Required action = Exactly reproduce the lines from the line that has "of the patio" down to the last line of the entries, inclusive.
● ● ●
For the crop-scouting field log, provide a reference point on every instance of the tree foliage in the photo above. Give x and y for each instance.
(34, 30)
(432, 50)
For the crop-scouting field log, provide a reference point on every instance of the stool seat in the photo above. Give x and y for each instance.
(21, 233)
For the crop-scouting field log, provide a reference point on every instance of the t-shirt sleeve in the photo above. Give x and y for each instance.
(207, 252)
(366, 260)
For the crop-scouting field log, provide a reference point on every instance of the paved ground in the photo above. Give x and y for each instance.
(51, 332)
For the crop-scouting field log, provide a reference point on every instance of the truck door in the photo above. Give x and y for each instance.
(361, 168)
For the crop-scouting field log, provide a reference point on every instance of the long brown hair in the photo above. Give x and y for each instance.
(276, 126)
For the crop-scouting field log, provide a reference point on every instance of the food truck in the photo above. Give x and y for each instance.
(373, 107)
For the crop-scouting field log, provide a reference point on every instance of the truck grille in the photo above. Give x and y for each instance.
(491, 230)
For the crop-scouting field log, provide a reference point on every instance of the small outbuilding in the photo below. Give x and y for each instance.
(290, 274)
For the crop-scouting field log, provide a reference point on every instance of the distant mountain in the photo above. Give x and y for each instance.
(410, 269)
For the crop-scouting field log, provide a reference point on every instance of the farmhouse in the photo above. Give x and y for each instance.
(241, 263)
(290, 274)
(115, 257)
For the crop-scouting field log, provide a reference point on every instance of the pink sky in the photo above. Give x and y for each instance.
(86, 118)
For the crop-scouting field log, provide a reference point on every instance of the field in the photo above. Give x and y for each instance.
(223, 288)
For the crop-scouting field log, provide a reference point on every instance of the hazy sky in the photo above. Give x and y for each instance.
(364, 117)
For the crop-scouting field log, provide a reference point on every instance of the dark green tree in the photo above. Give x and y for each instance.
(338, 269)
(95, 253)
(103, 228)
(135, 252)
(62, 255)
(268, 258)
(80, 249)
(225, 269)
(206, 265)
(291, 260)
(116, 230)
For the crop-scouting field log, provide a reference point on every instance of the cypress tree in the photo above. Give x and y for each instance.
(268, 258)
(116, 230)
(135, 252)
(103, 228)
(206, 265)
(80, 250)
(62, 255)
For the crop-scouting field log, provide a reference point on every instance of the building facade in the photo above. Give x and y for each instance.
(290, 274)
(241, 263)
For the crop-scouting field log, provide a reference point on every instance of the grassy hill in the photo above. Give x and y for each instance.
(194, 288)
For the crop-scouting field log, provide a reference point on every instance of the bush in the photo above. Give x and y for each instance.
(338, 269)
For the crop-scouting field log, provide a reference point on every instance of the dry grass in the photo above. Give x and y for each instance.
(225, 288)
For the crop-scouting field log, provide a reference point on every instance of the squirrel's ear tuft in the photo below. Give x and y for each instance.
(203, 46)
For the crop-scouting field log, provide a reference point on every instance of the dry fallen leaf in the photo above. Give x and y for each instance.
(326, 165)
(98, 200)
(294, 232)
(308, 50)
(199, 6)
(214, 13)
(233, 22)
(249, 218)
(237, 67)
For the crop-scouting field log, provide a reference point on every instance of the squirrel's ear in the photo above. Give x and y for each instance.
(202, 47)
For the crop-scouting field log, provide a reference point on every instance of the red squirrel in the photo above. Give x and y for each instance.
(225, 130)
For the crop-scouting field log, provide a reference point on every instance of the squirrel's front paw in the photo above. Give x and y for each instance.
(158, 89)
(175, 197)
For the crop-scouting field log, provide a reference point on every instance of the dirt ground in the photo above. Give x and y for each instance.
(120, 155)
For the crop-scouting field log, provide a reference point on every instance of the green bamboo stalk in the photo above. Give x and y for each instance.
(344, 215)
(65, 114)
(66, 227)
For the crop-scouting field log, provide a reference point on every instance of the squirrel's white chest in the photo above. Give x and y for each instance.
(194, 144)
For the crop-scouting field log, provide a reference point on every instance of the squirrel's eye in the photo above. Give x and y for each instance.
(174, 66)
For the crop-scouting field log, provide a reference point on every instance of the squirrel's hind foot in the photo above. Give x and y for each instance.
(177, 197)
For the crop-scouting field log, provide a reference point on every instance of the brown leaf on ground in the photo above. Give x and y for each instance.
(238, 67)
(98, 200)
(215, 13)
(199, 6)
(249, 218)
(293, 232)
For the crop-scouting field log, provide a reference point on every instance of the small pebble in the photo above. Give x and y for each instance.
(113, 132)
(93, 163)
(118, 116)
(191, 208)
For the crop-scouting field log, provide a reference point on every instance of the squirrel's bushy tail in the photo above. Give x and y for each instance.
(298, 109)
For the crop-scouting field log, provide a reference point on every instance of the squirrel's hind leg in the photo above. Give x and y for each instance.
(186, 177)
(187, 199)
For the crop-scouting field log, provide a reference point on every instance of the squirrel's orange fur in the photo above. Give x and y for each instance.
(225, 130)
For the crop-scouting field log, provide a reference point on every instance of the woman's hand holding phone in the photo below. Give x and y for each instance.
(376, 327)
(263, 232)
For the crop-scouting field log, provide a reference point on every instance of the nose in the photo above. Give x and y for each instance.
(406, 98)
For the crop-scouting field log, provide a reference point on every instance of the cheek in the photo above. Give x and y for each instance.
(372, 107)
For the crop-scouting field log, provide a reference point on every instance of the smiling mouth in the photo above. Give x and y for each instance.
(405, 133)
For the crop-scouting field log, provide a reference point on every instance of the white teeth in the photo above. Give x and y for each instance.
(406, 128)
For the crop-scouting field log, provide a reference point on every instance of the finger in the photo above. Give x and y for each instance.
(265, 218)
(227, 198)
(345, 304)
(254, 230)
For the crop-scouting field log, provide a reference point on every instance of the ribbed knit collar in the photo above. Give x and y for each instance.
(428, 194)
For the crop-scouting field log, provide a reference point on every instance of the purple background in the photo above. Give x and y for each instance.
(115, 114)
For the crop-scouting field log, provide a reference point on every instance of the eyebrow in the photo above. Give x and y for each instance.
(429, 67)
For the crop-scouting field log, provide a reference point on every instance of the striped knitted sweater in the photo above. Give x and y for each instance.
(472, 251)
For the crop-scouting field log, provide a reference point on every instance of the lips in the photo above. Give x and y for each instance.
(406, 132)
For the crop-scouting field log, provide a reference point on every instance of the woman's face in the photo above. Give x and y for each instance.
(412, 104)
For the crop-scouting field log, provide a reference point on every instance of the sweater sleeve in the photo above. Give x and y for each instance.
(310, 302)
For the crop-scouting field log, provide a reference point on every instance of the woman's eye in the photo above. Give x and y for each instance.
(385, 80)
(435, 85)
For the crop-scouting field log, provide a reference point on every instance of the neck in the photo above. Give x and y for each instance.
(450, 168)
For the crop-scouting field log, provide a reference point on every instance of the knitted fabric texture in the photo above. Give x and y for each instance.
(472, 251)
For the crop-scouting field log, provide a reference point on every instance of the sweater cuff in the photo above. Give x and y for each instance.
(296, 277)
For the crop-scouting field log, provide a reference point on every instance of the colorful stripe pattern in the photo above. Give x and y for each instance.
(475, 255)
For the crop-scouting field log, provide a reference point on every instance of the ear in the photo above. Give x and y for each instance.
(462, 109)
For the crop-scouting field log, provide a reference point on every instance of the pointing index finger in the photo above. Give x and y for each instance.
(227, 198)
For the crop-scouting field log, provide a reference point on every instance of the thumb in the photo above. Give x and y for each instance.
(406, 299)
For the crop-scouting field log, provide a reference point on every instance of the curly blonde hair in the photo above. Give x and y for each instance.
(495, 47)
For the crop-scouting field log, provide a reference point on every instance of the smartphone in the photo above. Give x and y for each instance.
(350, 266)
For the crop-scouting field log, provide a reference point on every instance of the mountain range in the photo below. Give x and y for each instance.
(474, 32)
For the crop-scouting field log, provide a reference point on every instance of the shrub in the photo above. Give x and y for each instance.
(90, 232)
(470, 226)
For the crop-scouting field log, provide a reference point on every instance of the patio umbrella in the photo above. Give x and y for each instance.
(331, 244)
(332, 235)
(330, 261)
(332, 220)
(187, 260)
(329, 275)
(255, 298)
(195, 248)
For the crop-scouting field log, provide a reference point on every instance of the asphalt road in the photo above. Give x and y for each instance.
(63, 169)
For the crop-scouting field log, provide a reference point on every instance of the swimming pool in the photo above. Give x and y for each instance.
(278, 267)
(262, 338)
● ● ●
Result of this task =
For the crop-scouting field log, provide a reference point on every instance of the patio umbrella in the photo above. Give x and y for each instance.
(331, 244)
(332, 235)
(330, 261)
(332, 220)
(187, 260)
(329, 275)
(255, 298)
(195, 248)
For the crop-scouting field log, provide a reference point on every instance of the asphalt road in the photo above. Give x and y for each instance.
(63, 169)
For the crop-scouting field log, provide a reference point on every instance of the swimming pool in the photo above. Give x and y for each instance.
(278, 267)
(262, 338)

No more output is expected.